___ RECORDS FOR THIS EXERCISE

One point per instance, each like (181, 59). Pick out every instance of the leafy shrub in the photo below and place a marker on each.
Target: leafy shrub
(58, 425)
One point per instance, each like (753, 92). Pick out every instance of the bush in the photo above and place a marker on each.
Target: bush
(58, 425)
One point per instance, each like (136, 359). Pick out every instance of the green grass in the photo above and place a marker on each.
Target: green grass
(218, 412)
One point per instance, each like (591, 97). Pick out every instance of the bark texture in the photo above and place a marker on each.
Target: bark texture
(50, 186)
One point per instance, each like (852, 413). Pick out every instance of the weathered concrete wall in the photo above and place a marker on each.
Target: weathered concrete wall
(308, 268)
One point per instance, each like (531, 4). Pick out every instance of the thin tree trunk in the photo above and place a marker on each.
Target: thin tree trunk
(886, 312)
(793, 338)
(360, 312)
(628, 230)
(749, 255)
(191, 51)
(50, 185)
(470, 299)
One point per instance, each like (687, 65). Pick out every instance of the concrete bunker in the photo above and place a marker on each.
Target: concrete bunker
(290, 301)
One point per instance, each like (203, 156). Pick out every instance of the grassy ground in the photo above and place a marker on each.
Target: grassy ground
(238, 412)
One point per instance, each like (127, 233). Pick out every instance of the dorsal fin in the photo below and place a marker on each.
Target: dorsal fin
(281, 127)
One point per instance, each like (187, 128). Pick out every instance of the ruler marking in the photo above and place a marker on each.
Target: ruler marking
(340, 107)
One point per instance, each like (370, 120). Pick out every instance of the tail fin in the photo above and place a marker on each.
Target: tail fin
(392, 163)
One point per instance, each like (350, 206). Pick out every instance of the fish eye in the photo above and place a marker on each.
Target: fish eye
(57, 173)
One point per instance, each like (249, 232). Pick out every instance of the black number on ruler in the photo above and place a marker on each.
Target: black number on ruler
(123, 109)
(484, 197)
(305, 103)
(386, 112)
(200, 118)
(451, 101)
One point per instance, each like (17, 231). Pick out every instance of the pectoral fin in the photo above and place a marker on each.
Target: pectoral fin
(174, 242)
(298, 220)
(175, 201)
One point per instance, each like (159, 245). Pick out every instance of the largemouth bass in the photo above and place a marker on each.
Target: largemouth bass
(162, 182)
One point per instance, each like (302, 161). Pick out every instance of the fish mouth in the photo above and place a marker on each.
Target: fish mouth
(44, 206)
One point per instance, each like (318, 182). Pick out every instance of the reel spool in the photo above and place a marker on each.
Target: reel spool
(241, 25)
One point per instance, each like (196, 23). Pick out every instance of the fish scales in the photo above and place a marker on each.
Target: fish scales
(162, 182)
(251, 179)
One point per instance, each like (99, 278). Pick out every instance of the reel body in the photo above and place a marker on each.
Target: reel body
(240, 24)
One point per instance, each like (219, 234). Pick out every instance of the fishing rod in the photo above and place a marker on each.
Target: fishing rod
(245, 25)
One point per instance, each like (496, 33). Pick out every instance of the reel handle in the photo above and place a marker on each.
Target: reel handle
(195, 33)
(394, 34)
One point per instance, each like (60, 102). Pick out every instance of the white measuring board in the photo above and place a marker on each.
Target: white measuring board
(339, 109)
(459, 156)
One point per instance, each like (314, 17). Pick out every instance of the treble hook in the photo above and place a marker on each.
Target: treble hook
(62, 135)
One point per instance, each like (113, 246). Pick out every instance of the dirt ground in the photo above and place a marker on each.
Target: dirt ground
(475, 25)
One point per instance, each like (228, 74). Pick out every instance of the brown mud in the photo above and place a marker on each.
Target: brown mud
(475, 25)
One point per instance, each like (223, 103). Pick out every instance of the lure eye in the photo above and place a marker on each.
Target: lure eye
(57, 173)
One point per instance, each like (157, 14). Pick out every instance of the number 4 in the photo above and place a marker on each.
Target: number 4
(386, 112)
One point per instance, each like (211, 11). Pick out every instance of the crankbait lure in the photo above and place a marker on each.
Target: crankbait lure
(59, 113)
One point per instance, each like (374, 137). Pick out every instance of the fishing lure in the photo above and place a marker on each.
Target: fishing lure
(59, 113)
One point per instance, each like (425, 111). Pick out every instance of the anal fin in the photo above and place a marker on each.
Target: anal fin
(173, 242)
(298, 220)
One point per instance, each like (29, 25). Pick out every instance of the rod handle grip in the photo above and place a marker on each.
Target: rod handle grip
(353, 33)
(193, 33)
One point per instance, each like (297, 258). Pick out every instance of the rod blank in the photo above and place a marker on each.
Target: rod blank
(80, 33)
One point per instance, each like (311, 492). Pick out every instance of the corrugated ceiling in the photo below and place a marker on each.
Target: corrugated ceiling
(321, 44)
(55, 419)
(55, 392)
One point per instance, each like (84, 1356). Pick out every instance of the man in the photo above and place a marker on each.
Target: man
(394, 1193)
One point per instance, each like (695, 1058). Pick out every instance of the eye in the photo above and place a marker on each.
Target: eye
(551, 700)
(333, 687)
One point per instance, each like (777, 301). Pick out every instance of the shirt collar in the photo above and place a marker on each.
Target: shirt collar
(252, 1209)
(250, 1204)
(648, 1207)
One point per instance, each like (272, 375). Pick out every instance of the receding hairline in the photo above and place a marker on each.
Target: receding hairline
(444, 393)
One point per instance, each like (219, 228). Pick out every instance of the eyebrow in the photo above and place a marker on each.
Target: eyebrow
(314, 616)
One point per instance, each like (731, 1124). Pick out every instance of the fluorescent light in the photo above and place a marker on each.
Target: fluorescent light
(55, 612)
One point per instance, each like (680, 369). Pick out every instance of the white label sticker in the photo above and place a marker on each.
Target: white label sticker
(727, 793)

______

**HOW TO COMPLETE THIS TASK**
An exact copy of the listing is the goal. Transcribe it in full.

**RESULT OF THE EXERCISE**
One point per instance, each like (181, 59). Pick out every instance of the leafy shrub in the photo below and place a marker on each.
Target: leafy shrub
(58, 425)
One point per instance, each like (753, 92). Pick out every instance of the bush in the photo above and place a marker on each.
Target: bush
(58, 425)
One point per instance, each like (136, 359). Pick out every instance of the green grass in the photo above and place a marker on each.
Target: green grass
(218, 412)
One point per instance, each like (591, 97). Pick out every instance of the bark texture in the photo above and place a marker on each.
Target: bark texture
(50, 186)
One point per instance, each like (852, 413). Pick out every instance of the weathered concrete wall in the photo above and place a marker on each.
Target: weathered concrete wall
(308, 268)
One point per instance, each like (531, 4). Pick out every instance of the thin tree trunk in the photo above and place a marker on each.
Target: thin tree trunk
(886, 312)
(793, 338)
(360, 312)
(628, 230)
(749, 255)
(191, 51)
(50, 185)
(470, 299)
One point per instance, each like (687, 65). Pick out every instance of the concrete bunker in the photo above and place a marker on each.
Target: concrete bunker
(290, 301)
One point per instance, each like (203, 156). Pick out every instance of the grassy ground in the photo above and place a marker on each.
Target: grassy ground
(238, 412)
One point per instance, each like (127, 233). Pick out every instance of the dorsal fin in the photo below and place a marker on each.
Target: dorsal fin
(281, 127)
One point per instance, each like (187, 128). Pick out every instance of the ruler marking in the photo above and place a marker on each.
Target: ruler marking
(340, 107)
One point per instance, each like (370, 120). Pick out every instance of the tail fin in the photo above and place a marker on each.
Target: tail fin
(392, 163)
One point per instance, each like (350, 206). Pick out every instance of the fish eye in the photo above and place a marker on each.
Target: fish eye
(57, 173)
One point per instance, each like (249, 232). Pick out every instance of the black number on ruler in the photo above and place a marker on each.
Target: black number on ruler
(123, 109)
(484, 197)
(305, 103)
(386, 112)
(200, 118)
(451, 101)
One point per instance, each like (17, 231). Pick out every instance of the pectoral fin in the photo above and place a marker on each.
Target: pectoral fin
(174, 242)
(298, 220)
(175, 201)
One point per instance, each like (159, 245). Pick out every instance of the largemouth bass in the photo above and place a marker on each.
Target: largemouth bass
(162, 182)
One point per instance, each like (302, 161). Pick out every instance of the fish mouth in the photo above and place a marker on each.
Target: fish mouth
(44, 206)
One point per instance, each like (318, 182). Pick out every instance of the reel spool in the photo above and place a marker on each.
Target: reel spool
(241, 25)
One point per instance, each like (196, 23). Pick out every instance of the fish scales in the photo above and place a marker on each.
Target: fish scales
(162, 182)
(251, 179)
One point per instance, each like (99, 278). Pick out every instance of the reel body in the photo above and place a marker on each.
Target: reel body
(240, 24)
One point per instance, each like (219, 234). Pick out every instance of the fishing rod in the photo above and place a marker on each.
Target: fishing rod
(245, 25)
One point per instance, each like (496, 33). Pick out every instance of the reel handle in the photo above and place a marker on each.
Target: reel handle
(195, 33)
(394, 34)
One point per instance, each like (60, 102). Pick out every instance of the white measuring board in the photo above and place a marker on each.
Target: white measuring board
(339, 109)
(459, 156)
One point per instance, each like (314, 17). Pick out every instance of the treble hook in the photo above and place a marker on each.
Target: treble hook
(62, 135)
One point per instance, each like (113, 246). Pick out every instance of the dirt ground in the photo above and place a marker on each.
Target: dirt ground
(475, 25)
One point per instance, each like (228, 74). Pick out every instance of the brown mud in the photo above and place a marker on each.
Target: brown mud
(475, 25)
One point per instance, each like (223, 103). Pick out every instance of the lure eye in the photo above and place a marker on each.
Target: lure eye
(57, 173)
One point per instance, each like (157, 14). Pick out every instance of the number 4 in the photo above and place a marker on each.
Target: number 4
(386, 112)
One point per instance, each like (211, 11). Pick out every instance of the crankbait lure in the photo above and place a marker on each.
Target: crankbait lure
(59, 113)
One point per instance, each like (374, 137). Pick out every instance of the fishing lure in the photo above and place a marker on each.
Target: fishing lure
(59, 113)
One point per instance, each like (425, 111). Pick out every instance of the anal fin in the photo above and place a marker on each.
Target: anal fin
(173, 242)
(298, 220)
One point per instance, each like (29, 25). Pick out every instance of the rod handle grip in the photo above and place a marker on each.
Target: rod handle grip
(353, 33)
(193, 33)
One point per instance, each like (297, 258). Pick out every instance of the rod blank in the photo above and place a marker on each.
Target: rod blank
(80, 33)
One point per instance, each like (311, 492). Pick out every instance of the corrugated ceiling in the photo below and place a marker on each.
Target: corrugated ceiling
(321, 44)
(55, 419)
(55, 392)
One point per instance, each like (84, 1356). Pick out every instance of the man in the photo above and place a marker on each.
Target: man
(394, 1193)
One point per instance, each like (695, 1058). Pick out every instance of the eye in the photo above and place a marker on each.
Target: eye
(551, 700)
(333, 687)
One point per instance, each like (777, 301). Pick out every instance of the shirt collar in the photo above and place a marker on each.
Target: shirt collar
(252, 1209)
(250, 1204)
(648, 1207)
One point per instance, each like (272, 375). Pick out every instance of the receding hairline in the photo above and place a marker on each.
Target: receding hairline
(444, 393)
One point per instance, each like (219, 228). Pick out every instance of the eyebrow in the photo above and place a marker on each.
Target: eyebrow
(314, 616)
One point per instance, each like (731, 1124). Pick out every instance of the fluorescent light in the photo above and place a marker on each.
Target: fluorescent light
(55, 612)
One point per instance, each like (680, 369). Pick out every instance of the white label sticker in the photo above and place a marker on each.
Target: white label sticker
(727, 793)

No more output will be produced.